BEGIN AVAILABLE DATA

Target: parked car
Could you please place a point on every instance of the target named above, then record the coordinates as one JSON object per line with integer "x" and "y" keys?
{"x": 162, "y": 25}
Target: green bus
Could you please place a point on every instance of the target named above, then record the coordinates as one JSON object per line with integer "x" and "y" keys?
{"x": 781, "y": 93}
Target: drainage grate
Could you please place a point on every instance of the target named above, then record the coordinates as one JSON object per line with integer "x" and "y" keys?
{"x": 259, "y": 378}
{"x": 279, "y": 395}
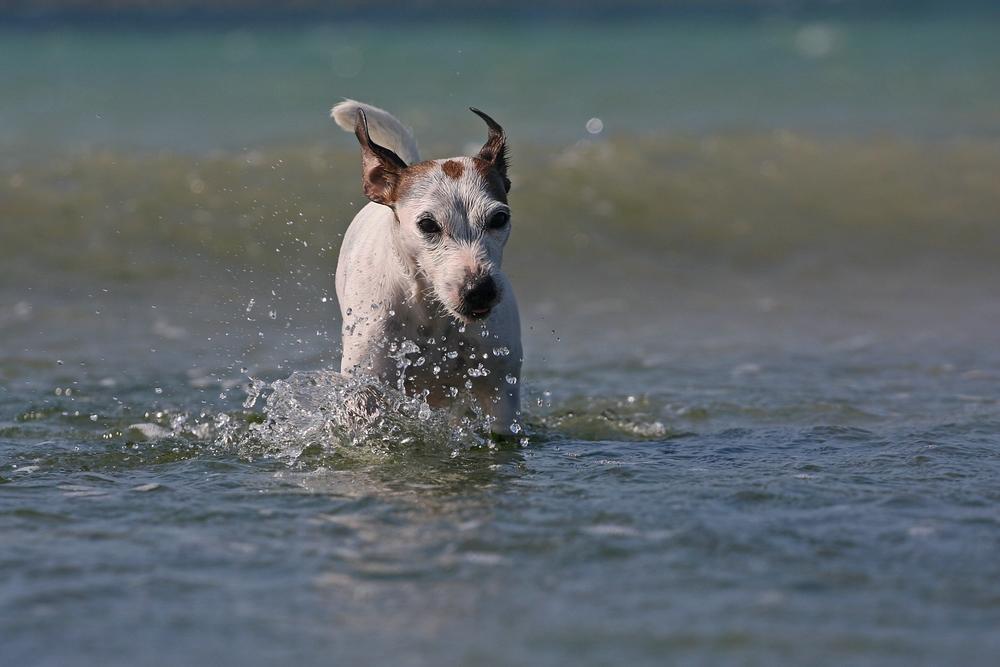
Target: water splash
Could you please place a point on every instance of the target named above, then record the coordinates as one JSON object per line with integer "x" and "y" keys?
{"x": 331, "y": 414}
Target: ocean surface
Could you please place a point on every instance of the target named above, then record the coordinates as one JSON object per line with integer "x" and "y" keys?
{"x": 758, "y": 264}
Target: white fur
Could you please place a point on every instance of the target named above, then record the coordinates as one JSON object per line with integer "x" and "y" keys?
{"x": 400, "y": 293}
{"x": 385, "y": 130}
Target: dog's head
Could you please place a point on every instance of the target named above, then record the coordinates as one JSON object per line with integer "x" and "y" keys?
{"x": 452, "y": 215}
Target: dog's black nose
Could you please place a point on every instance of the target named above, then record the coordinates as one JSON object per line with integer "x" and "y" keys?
{"x": 480, "y": 296}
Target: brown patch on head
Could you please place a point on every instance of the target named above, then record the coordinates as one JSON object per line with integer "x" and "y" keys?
{"x": 496, "y": 184}
{"x": 453, "y": 169}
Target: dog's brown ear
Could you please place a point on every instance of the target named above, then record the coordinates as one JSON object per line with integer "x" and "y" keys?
{"x": 381, "y": 168}
{"x": 494, "y": 151}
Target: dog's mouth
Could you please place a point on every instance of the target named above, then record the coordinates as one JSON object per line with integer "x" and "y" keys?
{"x": 479, "y": 299}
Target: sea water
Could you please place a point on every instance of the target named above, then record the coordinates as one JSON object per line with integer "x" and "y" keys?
{"x": 757, "y": 269}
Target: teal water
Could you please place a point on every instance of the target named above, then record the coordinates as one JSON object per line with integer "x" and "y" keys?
{"x": 761, "y": 314}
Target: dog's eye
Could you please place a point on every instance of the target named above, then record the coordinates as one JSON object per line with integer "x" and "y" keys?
{"x": 428, "y": 226}
{"x": 499, "y": 220}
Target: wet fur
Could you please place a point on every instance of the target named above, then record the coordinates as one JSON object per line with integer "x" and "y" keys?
{"x": 405, "y": 295}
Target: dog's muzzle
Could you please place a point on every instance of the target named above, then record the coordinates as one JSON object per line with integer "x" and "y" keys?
{"x": 479, "y": 298}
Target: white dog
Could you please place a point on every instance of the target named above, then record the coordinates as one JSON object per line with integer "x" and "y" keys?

END AVAILABLE DATA

▶ **YOUR INSTRUCTIONS**
Select and copy each line from the data that includes the word "brown".

▶ **ANSWER BOX**
Target: brown patch on head
Target: dog's brown ear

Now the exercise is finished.